▶ _Supplied data_:
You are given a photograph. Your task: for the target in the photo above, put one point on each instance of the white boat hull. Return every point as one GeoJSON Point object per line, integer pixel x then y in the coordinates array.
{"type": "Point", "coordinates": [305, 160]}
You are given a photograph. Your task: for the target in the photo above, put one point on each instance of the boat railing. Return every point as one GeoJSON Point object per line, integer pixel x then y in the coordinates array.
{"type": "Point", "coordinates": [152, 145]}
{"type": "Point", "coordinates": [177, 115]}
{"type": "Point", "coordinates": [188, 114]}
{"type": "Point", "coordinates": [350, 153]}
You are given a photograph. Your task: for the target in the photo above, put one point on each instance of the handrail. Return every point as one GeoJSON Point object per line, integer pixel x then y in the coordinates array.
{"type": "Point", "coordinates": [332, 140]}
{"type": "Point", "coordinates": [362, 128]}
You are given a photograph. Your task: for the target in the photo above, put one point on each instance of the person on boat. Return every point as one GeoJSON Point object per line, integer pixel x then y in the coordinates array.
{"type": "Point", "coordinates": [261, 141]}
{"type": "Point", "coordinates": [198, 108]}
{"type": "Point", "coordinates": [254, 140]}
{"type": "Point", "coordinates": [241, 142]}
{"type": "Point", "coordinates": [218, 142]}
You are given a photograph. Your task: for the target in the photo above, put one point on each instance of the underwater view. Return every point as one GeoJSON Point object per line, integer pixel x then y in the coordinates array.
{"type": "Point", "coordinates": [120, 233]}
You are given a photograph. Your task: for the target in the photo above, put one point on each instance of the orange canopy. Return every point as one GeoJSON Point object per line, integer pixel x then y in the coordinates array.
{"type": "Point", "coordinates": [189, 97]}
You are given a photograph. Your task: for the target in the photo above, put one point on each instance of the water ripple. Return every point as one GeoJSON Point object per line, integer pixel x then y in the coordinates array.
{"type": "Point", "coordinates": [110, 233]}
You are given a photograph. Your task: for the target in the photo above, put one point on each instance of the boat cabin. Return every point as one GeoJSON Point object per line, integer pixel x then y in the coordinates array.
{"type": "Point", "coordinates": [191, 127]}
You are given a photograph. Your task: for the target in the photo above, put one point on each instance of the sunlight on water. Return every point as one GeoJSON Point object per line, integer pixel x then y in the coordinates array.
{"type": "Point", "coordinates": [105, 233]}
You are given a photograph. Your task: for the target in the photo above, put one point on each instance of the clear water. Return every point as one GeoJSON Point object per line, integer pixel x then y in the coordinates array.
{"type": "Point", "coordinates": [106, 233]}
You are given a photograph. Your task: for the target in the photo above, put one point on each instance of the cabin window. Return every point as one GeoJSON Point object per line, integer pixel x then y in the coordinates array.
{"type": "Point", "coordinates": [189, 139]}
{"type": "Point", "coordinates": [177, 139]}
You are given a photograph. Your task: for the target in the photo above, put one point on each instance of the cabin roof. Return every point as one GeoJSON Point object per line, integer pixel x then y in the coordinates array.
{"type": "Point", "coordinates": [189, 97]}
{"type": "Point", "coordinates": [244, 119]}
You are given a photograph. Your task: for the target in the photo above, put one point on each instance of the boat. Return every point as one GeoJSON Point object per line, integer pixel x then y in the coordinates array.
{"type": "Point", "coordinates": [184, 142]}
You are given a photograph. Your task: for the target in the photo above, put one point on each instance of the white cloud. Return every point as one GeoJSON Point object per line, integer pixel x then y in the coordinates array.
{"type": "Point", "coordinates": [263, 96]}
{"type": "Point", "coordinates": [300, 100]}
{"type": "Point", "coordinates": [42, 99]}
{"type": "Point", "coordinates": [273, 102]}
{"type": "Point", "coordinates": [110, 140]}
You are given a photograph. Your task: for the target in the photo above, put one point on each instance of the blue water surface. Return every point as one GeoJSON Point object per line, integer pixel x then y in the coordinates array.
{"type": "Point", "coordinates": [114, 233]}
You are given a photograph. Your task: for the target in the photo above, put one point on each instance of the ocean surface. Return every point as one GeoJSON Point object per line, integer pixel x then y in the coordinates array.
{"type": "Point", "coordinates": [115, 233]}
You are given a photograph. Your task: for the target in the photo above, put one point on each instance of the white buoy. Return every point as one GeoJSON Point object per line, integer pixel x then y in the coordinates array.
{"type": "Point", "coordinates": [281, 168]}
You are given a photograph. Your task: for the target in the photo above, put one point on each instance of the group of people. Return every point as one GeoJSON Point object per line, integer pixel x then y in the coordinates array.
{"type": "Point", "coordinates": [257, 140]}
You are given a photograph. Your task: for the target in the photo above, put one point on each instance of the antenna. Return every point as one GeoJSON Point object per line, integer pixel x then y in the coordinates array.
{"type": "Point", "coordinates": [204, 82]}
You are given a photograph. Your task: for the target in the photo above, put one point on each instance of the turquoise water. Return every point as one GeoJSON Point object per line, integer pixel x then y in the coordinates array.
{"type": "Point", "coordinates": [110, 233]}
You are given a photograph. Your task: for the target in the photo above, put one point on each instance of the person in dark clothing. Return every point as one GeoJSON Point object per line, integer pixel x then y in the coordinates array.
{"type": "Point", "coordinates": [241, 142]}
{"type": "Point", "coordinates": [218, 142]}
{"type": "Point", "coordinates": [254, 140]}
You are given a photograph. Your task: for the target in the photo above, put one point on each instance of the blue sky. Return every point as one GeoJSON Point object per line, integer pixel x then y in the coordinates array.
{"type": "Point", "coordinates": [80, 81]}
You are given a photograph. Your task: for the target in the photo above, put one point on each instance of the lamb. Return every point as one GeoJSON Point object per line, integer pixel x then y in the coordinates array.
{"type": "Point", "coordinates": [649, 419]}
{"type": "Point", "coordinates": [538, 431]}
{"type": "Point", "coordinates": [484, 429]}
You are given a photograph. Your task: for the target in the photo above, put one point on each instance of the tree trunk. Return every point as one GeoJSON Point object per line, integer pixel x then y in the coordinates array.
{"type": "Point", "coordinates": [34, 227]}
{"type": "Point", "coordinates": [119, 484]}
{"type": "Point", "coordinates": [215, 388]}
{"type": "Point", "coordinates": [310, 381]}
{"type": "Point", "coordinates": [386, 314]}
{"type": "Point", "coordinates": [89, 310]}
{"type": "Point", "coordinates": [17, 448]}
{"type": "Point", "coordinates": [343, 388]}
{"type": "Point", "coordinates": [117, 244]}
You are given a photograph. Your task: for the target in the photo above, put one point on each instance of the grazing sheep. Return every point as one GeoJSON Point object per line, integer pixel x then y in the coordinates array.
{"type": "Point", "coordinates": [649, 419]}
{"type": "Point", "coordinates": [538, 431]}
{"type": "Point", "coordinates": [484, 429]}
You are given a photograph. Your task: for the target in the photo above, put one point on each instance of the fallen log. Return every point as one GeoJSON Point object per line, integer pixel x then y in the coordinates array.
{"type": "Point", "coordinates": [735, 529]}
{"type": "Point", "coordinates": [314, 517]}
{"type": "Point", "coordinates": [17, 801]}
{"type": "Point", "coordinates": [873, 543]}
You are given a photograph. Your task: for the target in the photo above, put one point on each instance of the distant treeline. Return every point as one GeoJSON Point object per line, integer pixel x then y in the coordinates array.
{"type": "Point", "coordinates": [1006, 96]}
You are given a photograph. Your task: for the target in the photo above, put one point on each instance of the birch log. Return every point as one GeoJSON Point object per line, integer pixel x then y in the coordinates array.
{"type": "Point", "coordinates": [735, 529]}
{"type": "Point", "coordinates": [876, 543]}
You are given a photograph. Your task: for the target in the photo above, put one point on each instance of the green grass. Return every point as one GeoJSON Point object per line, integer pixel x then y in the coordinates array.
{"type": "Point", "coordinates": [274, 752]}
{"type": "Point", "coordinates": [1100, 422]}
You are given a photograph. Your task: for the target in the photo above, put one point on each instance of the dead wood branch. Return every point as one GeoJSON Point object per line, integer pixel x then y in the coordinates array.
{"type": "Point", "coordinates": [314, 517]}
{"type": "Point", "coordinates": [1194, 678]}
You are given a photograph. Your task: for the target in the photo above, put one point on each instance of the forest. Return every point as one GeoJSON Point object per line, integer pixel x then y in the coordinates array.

▶ _Problem details_: Add 150 to every coordinate in the answers, starting at the line that contains "of the dead" and ending at the last line of the entries above. Give all of those lines again, requests included.

▶ _Result below_:
You are given a photograph. Your task: for the target in the photo above, put one point on each instance of the dead wood branch. Return every point as one GeoJSON Point object per line, integer pixel x then y in the coordinates array.
{"type": "Point", "coordinates": [464, 667]}
{"type": "Point", "coordinates": [1344, 828]}
You are given a photograph. Your task: for the target in the photo above, put one point on each instance of the forest. Return every point as one GeoJSON Point object per line, integer pixel x then y in the coordinates array.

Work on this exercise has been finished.